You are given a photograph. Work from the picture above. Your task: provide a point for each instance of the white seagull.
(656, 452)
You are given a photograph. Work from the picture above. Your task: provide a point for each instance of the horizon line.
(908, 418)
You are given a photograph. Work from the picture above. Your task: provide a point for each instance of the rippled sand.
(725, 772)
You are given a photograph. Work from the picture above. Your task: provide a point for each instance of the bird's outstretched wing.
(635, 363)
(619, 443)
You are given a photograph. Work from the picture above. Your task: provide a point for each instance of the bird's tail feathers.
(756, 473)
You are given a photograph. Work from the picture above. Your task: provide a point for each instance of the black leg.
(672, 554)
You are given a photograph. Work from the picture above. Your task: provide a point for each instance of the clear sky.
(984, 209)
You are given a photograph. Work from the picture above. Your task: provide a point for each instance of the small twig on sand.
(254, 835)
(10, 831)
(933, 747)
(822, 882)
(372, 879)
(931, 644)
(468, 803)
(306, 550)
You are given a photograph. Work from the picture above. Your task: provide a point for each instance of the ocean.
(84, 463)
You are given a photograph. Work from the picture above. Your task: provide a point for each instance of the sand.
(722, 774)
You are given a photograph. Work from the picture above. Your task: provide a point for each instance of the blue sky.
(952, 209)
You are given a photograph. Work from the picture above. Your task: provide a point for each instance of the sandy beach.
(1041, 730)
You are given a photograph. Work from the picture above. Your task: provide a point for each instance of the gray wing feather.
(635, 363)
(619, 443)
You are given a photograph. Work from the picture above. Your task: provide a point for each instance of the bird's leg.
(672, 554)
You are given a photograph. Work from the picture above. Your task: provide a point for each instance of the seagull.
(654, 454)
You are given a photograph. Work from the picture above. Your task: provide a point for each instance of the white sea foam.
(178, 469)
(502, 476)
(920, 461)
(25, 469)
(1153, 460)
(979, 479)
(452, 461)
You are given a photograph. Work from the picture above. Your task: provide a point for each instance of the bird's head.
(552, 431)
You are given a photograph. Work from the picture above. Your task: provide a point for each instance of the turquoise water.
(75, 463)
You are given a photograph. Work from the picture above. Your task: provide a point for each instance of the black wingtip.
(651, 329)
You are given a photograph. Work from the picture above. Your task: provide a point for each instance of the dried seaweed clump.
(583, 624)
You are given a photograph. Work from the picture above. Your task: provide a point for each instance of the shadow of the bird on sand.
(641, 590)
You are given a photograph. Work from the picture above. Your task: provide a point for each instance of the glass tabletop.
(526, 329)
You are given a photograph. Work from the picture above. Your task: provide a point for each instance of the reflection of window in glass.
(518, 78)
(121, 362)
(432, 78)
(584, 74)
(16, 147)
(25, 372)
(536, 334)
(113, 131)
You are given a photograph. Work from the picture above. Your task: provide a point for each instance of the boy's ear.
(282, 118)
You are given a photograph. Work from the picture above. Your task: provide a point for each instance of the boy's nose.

→ What the exercise asks: Give back, exactly as written, the lines from the one with "the blue sky." to the last line.

→ Reply:
You are given a photograph. Work from the picture above. Your task: provide a point for each instance of the blue sky.
(952, 209)
You are given a photograph. Work from the picture above. Your task: provide a point for each instance of the sandy beach.
(1041, 730)
You are given a photograph. Work from the picture above. Your task: provide a point for each instance of the gray wing feather.
(635, 363)
(619, 443)
You are given a photograph. Work from the picture above. Your task: provide a point for each instance of the bird's leg.
(672, 554)
You are given a photograph. Work from the picture above. Your task: provide a point for each instance of the seagull.
(654, 454)
You are given a photograph. Work from the picture above. Your task: provide a point for each instance of the white sea foam.
(178, 469)
(502, 476)
(920, 461)
(25, 469)
(1153, 460)
(979, 479)
(452, 461)
You are given a photograph. Work from the picture above. Your task: provide a point for each instance of the bird's head.
(552, 431)
You are given a photograph. Work from the picture above. Your task: provide a point for each instance of the turquoise water.
(75, 463)
You are given a photograph. Work from the picture above. Your task: provide a point for each instance of the black wingtip.
(651, 329)
You are given a photograph. Work from the picture above. Your task: provide a point for each instance of the dried seaweed clump.
(583, 624)
You are given a photograph. Work from the picture above. Your task: provide a point for each instance of the shadow of the bird on sand.
(641, 590)
You are given a photograph. Work from the picture above. Your task: provide a point for each instance of the glass tabletop.
(526, 329)
You are given a photograph. Work from the picture above. Your task: provide a point for each instance of the reflection of window in glass.
(518, 78)
(121, 362)
(432, 78)
(584, 74)
(16, 147)
(25, 372)
(536, 334)
(113, 131)
You are given a photograph. Work from the picture above. Your task: provide a point for each instance of the boy's ear.
(282, 118)
You are given a photograph. Work from the picture above. Your task: provide a point for each instance of the boy's nose.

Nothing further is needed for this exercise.